● **YOUR OBJECTIVE**: Lay out the lines below as a JSON list of strings, one string per line, covering only the lines from the one containing "Provide the pixel coordinates of one point on the wall, a" through the last line, inclusive. Leave out any blank lines.

● **DATA SECTION**:
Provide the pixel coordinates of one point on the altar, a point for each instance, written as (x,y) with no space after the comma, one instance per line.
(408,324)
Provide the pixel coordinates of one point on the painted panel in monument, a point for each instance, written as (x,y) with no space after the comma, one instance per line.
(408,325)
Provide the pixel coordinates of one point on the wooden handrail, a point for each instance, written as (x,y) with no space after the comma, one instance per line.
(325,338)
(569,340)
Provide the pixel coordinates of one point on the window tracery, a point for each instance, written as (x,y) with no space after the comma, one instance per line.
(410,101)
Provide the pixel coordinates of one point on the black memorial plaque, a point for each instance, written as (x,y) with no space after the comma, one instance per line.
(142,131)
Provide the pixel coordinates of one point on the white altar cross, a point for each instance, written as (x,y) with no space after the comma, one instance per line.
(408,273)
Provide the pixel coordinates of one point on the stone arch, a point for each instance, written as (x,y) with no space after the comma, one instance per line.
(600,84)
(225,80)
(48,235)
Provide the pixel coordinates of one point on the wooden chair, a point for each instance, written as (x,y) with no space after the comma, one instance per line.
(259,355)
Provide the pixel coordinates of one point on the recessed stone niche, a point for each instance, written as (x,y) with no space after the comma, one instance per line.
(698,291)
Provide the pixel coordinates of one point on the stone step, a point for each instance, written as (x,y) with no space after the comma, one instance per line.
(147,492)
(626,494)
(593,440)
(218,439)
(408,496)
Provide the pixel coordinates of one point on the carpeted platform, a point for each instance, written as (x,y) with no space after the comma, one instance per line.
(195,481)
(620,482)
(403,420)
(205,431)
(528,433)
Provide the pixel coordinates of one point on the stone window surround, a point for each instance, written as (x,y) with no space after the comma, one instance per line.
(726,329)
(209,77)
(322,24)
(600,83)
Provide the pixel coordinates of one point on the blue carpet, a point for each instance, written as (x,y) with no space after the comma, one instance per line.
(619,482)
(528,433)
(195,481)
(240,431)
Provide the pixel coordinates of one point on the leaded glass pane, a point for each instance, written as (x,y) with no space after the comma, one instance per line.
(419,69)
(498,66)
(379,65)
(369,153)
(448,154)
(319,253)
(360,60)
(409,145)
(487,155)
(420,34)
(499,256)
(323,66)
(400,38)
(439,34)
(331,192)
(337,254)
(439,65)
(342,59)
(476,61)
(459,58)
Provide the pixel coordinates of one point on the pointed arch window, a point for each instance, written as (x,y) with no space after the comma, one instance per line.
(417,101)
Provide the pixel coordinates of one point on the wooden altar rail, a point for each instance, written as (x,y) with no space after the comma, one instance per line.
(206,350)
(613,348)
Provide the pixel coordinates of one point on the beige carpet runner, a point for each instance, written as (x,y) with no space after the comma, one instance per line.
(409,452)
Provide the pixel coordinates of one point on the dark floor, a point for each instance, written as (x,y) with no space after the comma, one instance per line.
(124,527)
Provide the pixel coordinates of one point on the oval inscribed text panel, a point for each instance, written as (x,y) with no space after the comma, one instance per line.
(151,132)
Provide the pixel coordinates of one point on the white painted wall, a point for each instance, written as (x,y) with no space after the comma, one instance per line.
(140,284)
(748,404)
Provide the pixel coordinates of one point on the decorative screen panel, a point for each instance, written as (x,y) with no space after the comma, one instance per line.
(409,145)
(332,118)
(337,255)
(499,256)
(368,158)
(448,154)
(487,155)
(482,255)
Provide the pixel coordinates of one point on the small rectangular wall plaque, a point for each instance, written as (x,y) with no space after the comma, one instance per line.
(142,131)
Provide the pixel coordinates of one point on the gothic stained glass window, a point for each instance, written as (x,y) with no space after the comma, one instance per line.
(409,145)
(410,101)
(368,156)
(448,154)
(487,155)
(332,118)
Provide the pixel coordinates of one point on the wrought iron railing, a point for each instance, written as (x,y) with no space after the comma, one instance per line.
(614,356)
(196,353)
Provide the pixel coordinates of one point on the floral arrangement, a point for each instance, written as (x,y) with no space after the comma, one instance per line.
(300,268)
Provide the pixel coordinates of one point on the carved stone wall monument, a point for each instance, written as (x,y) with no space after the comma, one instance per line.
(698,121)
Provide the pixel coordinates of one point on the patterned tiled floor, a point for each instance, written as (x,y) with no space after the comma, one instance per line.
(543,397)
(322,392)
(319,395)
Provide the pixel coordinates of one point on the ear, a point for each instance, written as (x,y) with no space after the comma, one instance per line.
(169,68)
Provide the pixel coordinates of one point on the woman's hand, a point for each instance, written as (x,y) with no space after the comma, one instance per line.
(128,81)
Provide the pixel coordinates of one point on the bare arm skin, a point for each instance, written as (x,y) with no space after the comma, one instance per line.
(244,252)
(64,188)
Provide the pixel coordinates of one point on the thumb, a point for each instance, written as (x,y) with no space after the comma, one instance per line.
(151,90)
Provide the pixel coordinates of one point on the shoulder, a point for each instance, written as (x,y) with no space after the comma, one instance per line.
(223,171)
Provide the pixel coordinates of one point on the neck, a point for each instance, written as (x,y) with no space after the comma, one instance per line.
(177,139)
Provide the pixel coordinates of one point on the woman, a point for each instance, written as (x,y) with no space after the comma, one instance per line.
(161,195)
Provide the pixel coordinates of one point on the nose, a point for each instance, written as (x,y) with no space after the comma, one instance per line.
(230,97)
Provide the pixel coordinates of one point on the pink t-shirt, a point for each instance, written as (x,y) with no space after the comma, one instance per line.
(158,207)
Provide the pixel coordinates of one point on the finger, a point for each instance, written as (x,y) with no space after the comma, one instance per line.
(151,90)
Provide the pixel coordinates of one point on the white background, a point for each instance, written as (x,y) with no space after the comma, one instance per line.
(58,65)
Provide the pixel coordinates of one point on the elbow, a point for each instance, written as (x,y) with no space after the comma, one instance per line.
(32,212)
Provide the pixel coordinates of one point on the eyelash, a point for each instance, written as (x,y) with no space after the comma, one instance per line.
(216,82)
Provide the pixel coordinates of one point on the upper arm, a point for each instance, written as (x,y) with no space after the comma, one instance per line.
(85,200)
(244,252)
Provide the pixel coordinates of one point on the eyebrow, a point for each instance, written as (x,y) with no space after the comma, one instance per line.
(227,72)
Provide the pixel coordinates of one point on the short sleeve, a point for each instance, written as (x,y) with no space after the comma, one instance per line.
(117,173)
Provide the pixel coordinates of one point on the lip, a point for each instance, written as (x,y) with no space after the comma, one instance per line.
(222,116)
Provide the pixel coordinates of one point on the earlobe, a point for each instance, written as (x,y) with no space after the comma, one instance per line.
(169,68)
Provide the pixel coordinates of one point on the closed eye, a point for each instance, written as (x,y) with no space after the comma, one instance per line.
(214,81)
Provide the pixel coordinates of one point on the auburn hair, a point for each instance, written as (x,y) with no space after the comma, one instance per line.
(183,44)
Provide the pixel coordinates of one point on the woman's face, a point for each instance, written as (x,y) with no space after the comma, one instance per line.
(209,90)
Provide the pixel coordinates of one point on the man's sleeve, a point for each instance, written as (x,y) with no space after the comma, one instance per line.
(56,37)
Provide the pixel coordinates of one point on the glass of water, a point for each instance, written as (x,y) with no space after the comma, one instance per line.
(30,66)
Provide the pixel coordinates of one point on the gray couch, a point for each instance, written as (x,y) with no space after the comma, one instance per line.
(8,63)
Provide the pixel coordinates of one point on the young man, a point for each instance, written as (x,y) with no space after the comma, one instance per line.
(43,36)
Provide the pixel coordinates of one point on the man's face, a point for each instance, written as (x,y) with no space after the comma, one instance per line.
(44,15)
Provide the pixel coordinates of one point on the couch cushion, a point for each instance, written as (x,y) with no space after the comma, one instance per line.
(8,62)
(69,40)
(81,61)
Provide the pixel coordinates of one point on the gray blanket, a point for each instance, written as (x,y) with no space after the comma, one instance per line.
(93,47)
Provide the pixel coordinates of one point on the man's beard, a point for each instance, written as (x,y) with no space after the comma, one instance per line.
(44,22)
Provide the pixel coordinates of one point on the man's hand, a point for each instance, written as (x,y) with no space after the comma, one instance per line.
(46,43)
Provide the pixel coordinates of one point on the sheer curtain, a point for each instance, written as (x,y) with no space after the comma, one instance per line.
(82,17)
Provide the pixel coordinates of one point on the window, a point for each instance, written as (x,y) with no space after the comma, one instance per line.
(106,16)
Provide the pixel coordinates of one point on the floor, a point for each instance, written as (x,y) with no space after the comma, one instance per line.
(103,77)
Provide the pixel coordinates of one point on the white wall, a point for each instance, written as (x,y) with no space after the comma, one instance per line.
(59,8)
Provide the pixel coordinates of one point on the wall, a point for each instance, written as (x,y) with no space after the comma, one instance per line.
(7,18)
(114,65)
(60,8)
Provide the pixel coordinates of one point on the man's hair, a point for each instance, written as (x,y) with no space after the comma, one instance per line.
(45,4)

● **RESULT OF THE TASK**:
[
  "Provide the pixel coordinates of one point on the wall, a point for each instance, written as (x,y) with no space after the comma, one instance per line.",
  "(7,18)",
  "(114,65)",
  "(60,8)",
  "Provide the pixel coordinates of one point on the man's hair, a point for each instance, written as (x,y) with no space after the comma, one instance per line.",
  "(45,4)"
]